TASK TO CARRY OUT: Reproduce every one of the lines below without changing anything.

[Items listed in a dataset]
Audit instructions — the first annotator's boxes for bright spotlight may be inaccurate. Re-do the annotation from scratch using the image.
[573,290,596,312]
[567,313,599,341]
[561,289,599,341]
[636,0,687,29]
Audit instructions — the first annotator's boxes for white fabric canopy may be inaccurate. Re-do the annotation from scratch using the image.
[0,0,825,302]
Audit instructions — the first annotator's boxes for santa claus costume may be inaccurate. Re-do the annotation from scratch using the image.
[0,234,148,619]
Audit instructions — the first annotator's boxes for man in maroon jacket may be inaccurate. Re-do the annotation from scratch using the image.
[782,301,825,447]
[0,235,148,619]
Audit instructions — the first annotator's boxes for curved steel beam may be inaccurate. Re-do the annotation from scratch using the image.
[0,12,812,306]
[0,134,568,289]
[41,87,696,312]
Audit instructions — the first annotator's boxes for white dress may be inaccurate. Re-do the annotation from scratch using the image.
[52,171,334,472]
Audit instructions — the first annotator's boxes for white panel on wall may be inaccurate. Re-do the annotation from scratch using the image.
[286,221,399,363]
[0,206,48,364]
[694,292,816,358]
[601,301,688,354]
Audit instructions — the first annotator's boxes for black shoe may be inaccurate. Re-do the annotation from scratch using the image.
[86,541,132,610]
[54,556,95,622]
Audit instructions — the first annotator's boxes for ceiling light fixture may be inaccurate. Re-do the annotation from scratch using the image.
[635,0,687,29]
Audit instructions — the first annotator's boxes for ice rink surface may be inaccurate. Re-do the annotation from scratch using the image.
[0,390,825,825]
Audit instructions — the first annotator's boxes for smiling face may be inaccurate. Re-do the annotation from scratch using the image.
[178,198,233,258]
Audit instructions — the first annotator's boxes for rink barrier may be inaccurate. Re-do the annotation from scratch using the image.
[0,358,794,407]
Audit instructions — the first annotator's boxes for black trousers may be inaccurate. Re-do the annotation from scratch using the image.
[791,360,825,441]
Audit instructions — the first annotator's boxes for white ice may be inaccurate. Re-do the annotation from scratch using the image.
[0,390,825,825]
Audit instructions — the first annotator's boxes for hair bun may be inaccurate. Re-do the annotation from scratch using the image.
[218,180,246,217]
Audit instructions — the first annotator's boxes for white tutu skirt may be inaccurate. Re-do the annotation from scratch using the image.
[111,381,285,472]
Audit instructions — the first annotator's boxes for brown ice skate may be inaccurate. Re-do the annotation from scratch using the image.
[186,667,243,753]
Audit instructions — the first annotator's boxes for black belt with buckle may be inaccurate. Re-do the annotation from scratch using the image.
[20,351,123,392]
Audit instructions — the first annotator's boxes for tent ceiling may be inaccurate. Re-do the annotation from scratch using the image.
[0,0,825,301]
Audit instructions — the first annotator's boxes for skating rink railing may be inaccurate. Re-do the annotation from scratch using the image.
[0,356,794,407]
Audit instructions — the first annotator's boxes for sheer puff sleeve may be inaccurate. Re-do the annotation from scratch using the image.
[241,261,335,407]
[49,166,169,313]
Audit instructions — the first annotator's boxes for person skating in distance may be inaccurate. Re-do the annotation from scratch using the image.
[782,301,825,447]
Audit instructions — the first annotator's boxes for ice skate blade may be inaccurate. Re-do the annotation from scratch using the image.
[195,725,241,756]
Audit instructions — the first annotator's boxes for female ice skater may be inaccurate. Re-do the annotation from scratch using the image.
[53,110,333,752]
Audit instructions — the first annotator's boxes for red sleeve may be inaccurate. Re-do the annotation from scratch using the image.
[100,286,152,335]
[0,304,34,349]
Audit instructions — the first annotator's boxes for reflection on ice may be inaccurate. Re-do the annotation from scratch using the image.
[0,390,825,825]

COMPLETE OUTPUT:
Audit instructions — the first annotator's boxes for bright spotlight may be inaccurate. Re-do the annotation from scratch using the image.
[573,290,596,312]
[567,313,599,341]
[561,289,599,341]
[636,0,687,29]
Audit instructions — the first annotator's boxes for white fabric canopy may be inaccurate. Re-do the annotation from scratch using the image.
[0,0,825,302]
Audit instructions — the first annotator's boxes for santa claus costume may be inaccurate. Re-do the annotation from scratch using the image.
[0,234,148,619]
Audit instructions — the first annotator's boxes for man in maroon jacket may be inaccurate. Re-do the annotation from scratch using the image.
[782,301,825,447]
[0,235,148,619]
Audit instructions — the first annotator's boxes for curved steel beam may be inaccurate. Re-do the annotation from scratch using the image.
[0,12,812,306]
[0,134,568,289]
[41,87,696,312]
Audit instructions — the first annotator's boxes for white dress may be inaccurate. Re-do the annotation from scratch using the image.
[52,171,334,472]
Audit instructions — the first annotator's boxes for white panel on wall may be inaccurate. Re-do the annotation from scratch using the image.
[286,221,399,363]
[0,206,48,364]
[694,292,816,358]
[601,301,688,354]
Audit instructions — the first annotator's boxes for black shoe may be inaccurate. Re-do the annotation from scratch using the image.
[86,541,132,610]
[54,556,95,622]
Audit instructions — the first annotator's boxes for ceiling light fixture may be inaccurate. Re-do the annotation from scratch using the image.
[635,0,687,29]
Audit instructions — the first annotator's boxes for ice rink surface may be inaccurate. Re-do the annotation from scratch using the image.
[0,390,825,825]
Audit instructions — the first annotator's boxes for smiling face may be inaccurate. Re-do the annotation from scratch using the image.
[178,198,233,258]
Audit instructions — the first annotator's boxes for rink barrier may be inaccurate. Re-do the annotation from scratch using the image.
[0,358,794,407]
Audit instructions — the first annotator's boxes for black trousers may be inaccurate. Re-do the annotation from scratch using the image.
[791,360,825,441]
Audit instructions — the first annotator's boxes for white ice may be inaccurate. Re-do the annotation from scratch using the image.
[0,390,825,825]
Audit instructions — the first annotator's boxes for hair bun may be inaccurate. Re-do the annotation from scratch using the image.
[218,180,246,217]
Audit instructions — the first annotator's boxes for white tutu skirt may be inaccurate. Re-do the annotation from scratch using the image.
[111,381,285,472]
Audit instructions — the first annotator's boxes for brown ice skate may be inaccurate. Re-do the annotation from scratch using the image.
[186,667,243,753]
Audit instructions — the first annotator's boxes for black belt with buckle may be inaccurate. Re-do the annotation from scratch using the image.
[20,351,123,392]
Audit instructions — the first annotator's boxes for tent ceiling may be inaccurate. Re-do the annotation from scratch using the image.
[0,0,825,301]
Audit instructions — the first annotator's boxes for skating rink railing may be inaccurate. Re-do the annotation from scratch using the image.
[0,356,794,407]
Audit instructions — the first annotator's boxes for sheer puff sleeve may be inaccurate. Re-do the annotation from scratch using the image.
[241,261,335,407]
[49,166,169,313]
Audit instructions — the first annotator's boxes for person skating in distance may be inaccurate. Re-do the annotation from scratch using the image.
[782,301,825,447]
Audit instructions — the first annotator's boxes for ice skate blade may be inaccurate. Re-do the annotation from scratch using the image.
[195,725,241,756]
Audit instructions — the first annotator's boxes for female ice skater may be inaccurate. Re-do the annotation from scratch using the image.
[53,110,333,752]
Audit instructions — the first annotator's boxes for red sleeve may be inaccurate. Re-do the annotation from scratch using the image.
[100,286,152,335]
[0,304,34,349]
Audit instructions — the first annotator's boxes for reflection on ice may be inaccurate. Re-do the annotation from scratch using the image.
[0,390,825,825]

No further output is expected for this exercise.